* Requirements: Show every line of the records that contains the word "street", matching its case exactly.

--- Start of Information shown ---

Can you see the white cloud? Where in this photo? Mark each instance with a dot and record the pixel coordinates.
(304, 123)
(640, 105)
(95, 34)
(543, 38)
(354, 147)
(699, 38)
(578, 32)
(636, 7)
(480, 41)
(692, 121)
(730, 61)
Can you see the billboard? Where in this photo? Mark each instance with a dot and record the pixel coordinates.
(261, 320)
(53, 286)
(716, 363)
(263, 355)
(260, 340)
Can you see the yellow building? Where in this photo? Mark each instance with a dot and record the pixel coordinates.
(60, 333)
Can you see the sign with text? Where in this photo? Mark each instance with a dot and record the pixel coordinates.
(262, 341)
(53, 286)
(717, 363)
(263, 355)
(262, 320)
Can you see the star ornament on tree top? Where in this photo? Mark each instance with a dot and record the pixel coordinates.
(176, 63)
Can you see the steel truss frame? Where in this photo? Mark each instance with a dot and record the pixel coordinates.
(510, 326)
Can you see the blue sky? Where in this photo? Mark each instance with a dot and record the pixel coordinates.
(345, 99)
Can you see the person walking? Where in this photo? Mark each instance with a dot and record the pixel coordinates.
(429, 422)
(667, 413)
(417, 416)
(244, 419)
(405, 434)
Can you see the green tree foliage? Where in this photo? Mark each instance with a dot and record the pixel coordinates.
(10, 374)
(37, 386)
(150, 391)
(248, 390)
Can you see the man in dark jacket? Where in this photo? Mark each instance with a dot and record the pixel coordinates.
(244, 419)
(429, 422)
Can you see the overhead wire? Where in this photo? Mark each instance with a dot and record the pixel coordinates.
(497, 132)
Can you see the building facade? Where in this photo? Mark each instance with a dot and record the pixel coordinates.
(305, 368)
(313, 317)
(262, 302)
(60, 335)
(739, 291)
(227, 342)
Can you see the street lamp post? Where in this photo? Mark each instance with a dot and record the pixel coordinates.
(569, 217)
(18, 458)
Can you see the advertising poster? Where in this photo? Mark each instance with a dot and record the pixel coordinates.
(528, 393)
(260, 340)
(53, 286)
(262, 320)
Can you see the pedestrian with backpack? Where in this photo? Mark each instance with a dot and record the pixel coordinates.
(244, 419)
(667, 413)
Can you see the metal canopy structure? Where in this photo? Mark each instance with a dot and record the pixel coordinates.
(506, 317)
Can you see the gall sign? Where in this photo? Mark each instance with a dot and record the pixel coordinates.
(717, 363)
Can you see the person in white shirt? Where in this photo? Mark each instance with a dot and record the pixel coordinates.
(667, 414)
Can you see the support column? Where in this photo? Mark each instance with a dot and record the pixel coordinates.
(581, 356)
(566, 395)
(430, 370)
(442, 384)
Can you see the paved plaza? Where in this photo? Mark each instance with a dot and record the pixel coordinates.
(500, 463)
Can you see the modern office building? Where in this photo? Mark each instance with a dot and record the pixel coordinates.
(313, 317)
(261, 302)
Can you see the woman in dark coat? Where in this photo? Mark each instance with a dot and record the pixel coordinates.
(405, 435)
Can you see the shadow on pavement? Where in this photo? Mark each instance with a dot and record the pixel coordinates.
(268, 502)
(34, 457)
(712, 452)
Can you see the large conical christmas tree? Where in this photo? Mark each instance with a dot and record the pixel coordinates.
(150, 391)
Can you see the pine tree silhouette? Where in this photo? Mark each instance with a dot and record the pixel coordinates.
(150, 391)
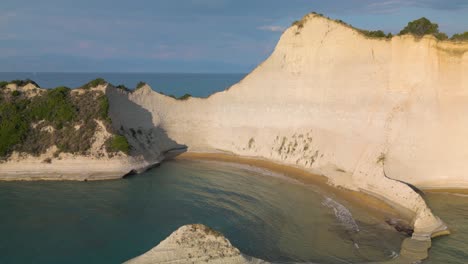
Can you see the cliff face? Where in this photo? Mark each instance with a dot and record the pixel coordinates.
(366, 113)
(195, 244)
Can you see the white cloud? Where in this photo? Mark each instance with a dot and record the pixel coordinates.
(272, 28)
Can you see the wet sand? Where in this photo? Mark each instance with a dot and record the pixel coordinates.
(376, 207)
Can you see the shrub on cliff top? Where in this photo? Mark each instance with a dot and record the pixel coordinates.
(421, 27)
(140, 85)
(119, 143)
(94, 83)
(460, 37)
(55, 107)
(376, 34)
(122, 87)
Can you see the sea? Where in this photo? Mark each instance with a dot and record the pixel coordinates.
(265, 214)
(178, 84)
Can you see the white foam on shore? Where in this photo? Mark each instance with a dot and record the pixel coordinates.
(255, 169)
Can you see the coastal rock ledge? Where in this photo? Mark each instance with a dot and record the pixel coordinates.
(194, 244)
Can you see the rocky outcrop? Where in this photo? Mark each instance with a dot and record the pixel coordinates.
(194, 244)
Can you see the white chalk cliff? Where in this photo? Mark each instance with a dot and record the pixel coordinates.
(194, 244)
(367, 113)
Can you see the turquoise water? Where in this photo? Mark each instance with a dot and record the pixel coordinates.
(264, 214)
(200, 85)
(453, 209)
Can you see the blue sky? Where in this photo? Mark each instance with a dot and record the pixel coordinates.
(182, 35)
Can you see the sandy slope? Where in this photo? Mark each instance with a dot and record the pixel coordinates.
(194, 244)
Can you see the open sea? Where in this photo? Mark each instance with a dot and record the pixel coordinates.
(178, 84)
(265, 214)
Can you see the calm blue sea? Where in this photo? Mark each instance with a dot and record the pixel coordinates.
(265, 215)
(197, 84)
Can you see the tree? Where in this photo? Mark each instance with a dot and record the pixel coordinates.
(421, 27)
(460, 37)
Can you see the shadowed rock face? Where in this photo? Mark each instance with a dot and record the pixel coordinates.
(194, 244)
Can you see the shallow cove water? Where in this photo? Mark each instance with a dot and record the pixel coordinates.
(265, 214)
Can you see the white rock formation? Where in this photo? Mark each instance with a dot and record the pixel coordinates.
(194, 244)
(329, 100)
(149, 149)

--- End of Information shown ---
--- Start of Information shown ---

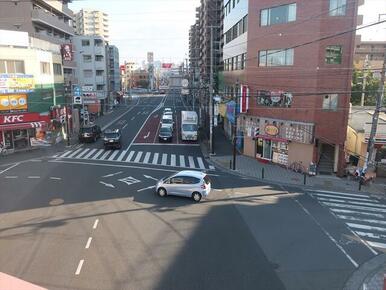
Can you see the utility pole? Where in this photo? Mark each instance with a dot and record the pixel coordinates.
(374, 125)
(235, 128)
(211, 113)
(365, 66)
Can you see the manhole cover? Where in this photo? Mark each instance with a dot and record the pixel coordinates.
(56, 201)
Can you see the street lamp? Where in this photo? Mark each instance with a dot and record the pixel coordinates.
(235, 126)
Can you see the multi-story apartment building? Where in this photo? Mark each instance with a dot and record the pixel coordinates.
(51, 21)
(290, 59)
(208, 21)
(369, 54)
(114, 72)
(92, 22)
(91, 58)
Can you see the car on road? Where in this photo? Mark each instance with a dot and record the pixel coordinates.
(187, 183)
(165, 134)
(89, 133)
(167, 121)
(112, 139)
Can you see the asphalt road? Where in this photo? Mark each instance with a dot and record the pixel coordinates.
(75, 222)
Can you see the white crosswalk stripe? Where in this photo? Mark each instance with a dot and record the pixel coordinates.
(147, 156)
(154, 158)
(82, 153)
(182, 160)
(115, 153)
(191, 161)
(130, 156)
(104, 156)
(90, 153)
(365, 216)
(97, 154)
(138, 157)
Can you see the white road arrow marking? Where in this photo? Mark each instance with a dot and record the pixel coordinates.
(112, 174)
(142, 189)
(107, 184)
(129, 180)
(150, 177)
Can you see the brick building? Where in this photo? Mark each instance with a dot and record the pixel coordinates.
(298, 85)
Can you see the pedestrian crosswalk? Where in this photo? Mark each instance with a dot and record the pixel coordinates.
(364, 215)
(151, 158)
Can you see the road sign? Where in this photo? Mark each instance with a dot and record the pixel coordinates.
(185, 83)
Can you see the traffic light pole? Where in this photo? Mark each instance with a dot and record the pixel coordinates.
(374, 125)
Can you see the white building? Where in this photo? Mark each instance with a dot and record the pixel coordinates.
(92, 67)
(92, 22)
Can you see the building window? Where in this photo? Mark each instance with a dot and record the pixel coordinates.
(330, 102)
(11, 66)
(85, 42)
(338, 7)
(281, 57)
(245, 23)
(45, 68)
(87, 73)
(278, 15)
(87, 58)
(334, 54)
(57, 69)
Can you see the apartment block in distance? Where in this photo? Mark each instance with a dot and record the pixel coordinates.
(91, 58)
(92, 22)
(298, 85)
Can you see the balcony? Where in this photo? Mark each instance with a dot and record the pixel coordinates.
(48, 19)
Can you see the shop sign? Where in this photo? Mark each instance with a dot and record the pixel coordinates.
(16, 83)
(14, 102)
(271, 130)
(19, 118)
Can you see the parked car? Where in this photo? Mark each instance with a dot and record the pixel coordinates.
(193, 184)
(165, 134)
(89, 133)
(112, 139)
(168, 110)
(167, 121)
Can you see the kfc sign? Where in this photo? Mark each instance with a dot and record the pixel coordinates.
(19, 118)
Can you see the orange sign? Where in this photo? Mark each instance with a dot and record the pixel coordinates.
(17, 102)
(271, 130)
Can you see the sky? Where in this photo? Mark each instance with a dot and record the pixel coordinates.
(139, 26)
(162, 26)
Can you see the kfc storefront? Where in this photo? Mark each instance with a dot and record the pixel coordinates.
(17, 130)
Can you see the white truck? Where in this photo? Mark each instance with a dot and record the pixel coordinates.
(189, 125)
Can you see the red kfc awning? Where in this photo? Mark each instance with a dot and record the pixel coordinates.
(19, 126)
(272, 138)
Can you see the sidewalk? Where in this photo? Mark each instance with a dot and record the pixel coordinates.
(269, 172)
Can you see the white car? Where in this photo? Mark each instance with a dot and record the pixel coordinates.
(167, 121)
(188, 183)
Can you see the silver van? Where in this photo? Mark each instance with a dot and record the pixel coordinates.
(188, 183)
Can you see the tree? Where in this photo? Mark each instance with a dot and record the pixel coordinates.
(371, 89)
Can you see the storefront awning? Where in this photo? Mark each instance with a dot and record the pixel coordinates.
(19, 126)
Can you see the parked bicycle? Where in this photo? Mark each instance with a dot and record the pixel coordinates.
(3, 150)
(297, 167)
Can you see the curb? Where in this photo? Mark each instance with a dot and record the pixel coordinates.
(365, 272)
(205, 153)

--- End of Information shown ---
--- Start of Information shown ---

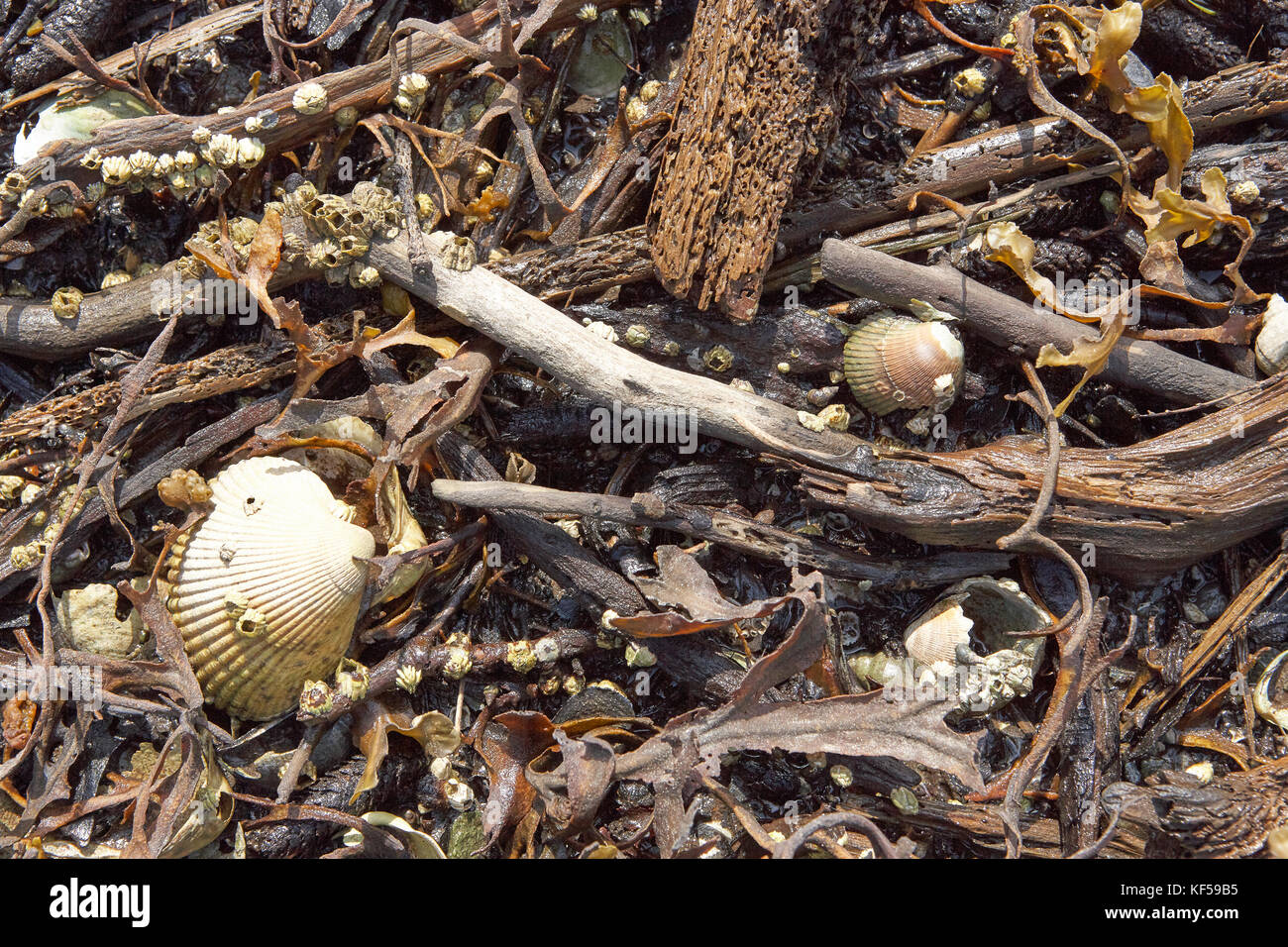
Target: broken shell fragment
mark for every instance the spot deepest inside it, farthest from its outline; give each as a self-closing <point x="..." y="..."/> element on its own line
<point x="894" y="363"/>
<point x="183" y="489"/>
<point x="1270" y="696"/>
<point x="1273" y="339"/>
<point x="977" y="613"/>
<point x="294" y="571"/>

--- End of Information shown ---

* Response below:
Can you see the street lamp post? Where in this photo? Mark each instance with a dot and record the pixel coordinates.
Can you see the street lamp? Where in this photo? Mark each instance with a dot and record the pixel coordinates.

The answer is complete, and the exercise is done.